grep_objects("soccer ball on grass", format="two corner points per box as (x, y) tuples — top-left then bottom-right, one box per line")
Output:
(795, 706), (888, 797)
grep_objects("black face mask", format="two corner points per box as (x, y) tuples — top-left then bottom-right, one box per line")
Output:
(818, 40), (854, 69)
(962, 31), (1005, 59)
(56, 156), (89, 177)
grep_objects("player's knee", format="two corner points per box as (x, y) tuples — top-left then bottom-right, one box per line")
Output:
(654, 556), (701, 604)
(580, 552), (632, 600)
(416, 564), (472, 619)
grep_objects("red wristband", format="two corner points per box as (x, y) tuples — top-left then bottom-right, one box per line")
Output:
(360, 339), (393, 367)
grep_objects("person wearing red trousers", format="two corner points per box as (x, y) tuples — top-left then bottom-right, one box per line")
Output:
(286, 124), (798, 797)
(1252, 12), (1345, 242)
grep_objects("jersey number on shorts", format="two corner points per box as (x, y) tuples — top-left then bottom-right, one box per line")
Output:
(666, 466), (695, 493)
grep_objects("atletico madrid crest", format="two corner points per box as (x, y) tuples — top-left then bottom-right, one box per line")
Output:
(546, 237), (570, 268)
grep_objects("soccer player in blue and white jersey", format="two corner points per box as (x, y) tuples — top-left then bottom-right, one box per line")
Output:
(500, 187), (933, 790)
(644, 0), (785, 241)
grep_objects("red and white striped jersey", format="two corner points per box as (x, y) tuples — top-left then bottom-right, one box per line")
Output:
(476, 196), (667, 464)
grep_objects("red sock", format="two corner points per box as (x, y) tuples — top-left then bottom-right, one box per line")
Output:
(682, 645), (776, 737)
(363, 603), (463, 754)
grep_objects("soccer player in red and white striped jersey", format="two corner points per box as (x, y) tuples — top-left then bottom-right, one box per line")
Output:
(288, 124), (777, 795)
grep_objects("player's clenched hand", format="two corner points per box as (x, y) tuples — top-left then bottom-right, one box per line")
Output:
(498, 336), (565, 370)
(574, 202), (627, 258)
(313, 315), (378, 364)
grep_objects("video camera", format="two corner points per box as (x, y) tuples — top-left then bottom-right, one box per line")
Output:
===============
Rewrite the data from the first line through the line that contains "(546, 237), (570, 268)", putting "football" in place of "soccer ball" and keeping everything else the same.

§ Solution to this exercise:
grep_objects("football on grass", format="two corner points per box as (x, y) tuples — top-left then bottom-right, one box per line")
Output:
(795, 706), (888, 797)
grep_objects("black face mask", format="two corner points per box as (x, y) tuples — top-left then bottom-right, one box per line")
Output:
(818, 40), (854, 69)
(962, 31), (1005, 59)
(56, 156), (89, 177)
grep_objects("player's knee", format="two corner points per box as (x, y) tuples — top-left then bottom-right, one box per line")
Output:
(654, 556), (701, 604)
(580, 552), (632, 600)
(416, 564), (472, 619)
grep_objects("red wristband", format="two corner points per box as (x, y) tuples — top-left then bottom-right, one box per line")
Output:
(360, 339), (393, 367)
grep_objects("person wearing red trousers", format="two corner points per box as (x, y) tuples — top-left then bottom-right, one box per line")
Output:
(286, 124), (798, 797)
(1252, 12), (1345, 242)
grep_objects("jersey number on shorts", format="two corner points per box as (x, y) tuples — top-left then bottom-right, one box per line")
Output:
(666, 466), (695, 493)
grep_objects("atletico madrid crest", format="two corner points per box as (x, y) tuples — top-left then bottom-right, one box per line")
Output:
(546, 237), (570, 268)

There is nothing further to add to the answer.